EXERCISE TEXT
========================================
And is it actually a backup?
One of the scariest things that happens in computers is when you go to restore your backup and find out it is invalid.
A real life story
We had one customer in the 1980's who ran a backup every night. They called us up one day because their hard drive had died and they were having trouble restoring from their tape backup.
When we work working with them the first thing the backup operator said was 'When we first installed, the tape backup took 2 to 3 hours, but for the last couple months it has been wonderful, it only took a few minutes'. The person then pulled out a stack of daily print sheets that had the backup report on it. The backup report said on every page almost nothing other than: Backup failed, 0 bytes copied.
They had of course reused every tape in the last couple months (they only had about 10 to cycle through.0
We looked at this in horror and had to tell them the bad news.
There WAS a silver lining. We found out the hard drive was 'seized' up. We found that by applying a higher amperage power supply to it we could force it to spin. So we started copying data off starting with the highest priority data.
Then we started copying the other things that would make restoring faster. In the middle of copying these the hard drive released a puff of smoke and never turned again.
But we had restored all their data.
The moral of the story:
A backup that has not been certified as restorable is not a backup.
Practical advice
For practical reasons you probably don't want to test every backup, but you want to test from time to time to make sure your backup strategy is working. And if you find that one of your backups is flawed, you should shift into panic mode and do whatever it takes to get a backup NOW … then go back and figure out what went wrong.
But I have a SaaS provider, it's in the cloud – isn't everything safe?
Personally I would never trust another company for EVERY copy of our company's data. I do trust those that have proven to be trustworthy for most of my backups, but never for every backup.
There will almost certainly be a cost associated with having a regular backup from your SaaS provider, but I hardly think it is worth not at least having your own copies monthly.
If you are using one of our SaaS systems you might think: My data is perfectly safe, Maintenance Connection Canada takes backups so seriously I don't need any other source.
I hope we never lose that trust, but I don't rely on Microsoft or Google or anyone, so for me to tell you to trust us would be hypocritical.
If you are using our SaaS system, yes there is a cost, but we do it very close to our cost – we do not consider it be part of our revenue stream, we want you to take active control of some of your backups. We make it easy for you, and we keep the cost as low as possible. We strongly recommend it.
So, are you willing to spend a little bit of money to make sure you have a good backup strategy?
If so, you can talk to us (even if you aren't using our SaaS servers), we provide experts – and yes we charge by the hour for this.
In addition, if you have your own servers or are on one of our SaaS we can help you (and yes, it does cost for this service and depending on what you need it may cost on an ongoing basis) to setup what you want if you want more than what we provide in the base monthly package price you are paying.
But whether you pay us to help you or not (and you shouldn't need as much now that you have read this document) please treat your backup strategy and tests of backups as a very important part of your computer systems – not just the Maintenance Connection ones.
As I said more or less at the top:
- Computers make it cheap and easy to backup
- Most people don't take advantage of it
- If you don't computers make it easy to lose EVERYTHING.
========================================
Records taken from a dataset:
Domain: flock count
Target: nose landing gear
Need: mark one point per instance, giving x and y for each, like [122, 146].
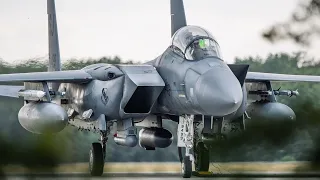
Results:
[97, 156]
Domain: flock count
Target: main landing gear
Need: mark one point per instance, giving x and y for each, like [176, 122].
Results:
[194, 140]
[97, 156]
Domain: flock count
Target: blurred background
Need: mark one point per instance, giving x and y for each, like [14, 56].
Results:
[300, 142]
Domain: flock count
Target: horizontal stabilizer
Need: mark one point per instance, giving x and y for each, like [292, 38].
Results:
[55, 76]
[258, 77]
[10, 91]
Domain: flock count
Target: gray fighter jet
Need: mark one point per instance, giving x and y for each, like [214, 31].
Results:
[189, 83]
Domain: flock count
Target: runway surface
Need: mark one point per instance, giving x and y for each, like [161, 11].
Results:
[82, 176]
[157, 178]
========================================
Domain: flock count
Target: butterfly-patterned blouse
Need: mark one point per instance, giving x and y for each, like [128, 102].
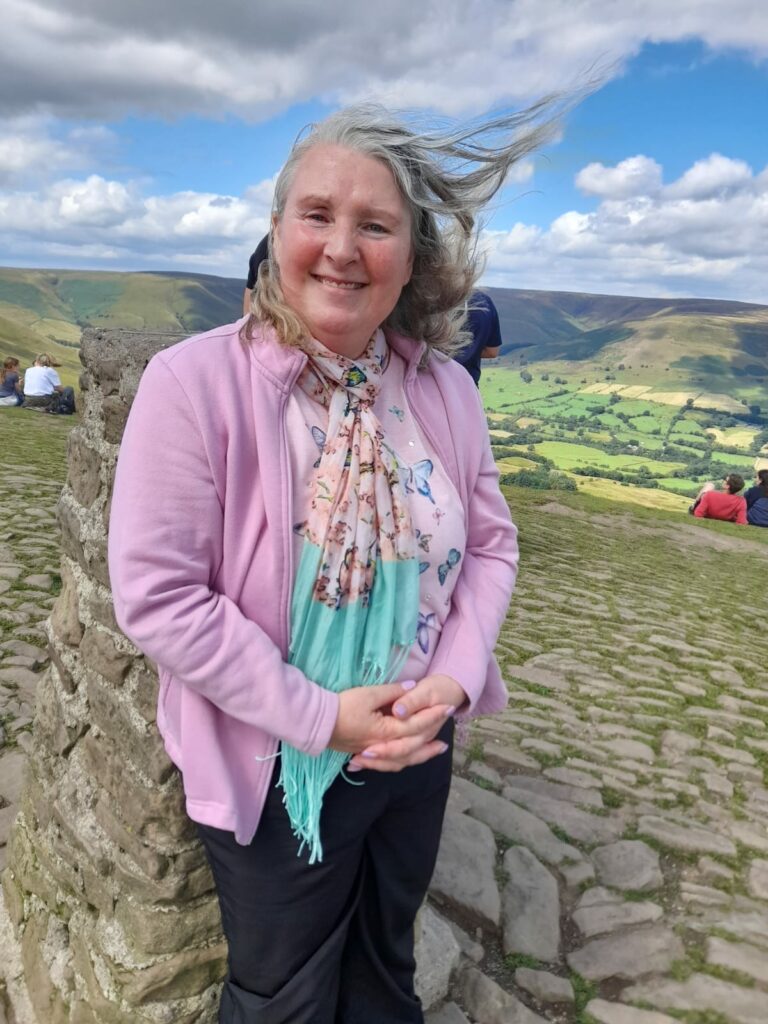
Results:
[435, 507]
========================================
WHAT IS REQUIRED
In the text on backups, what did the customer's daily backup report say on nearly every page?

EXPECTED OUTPUT
Backup failed, 0 bytes copied.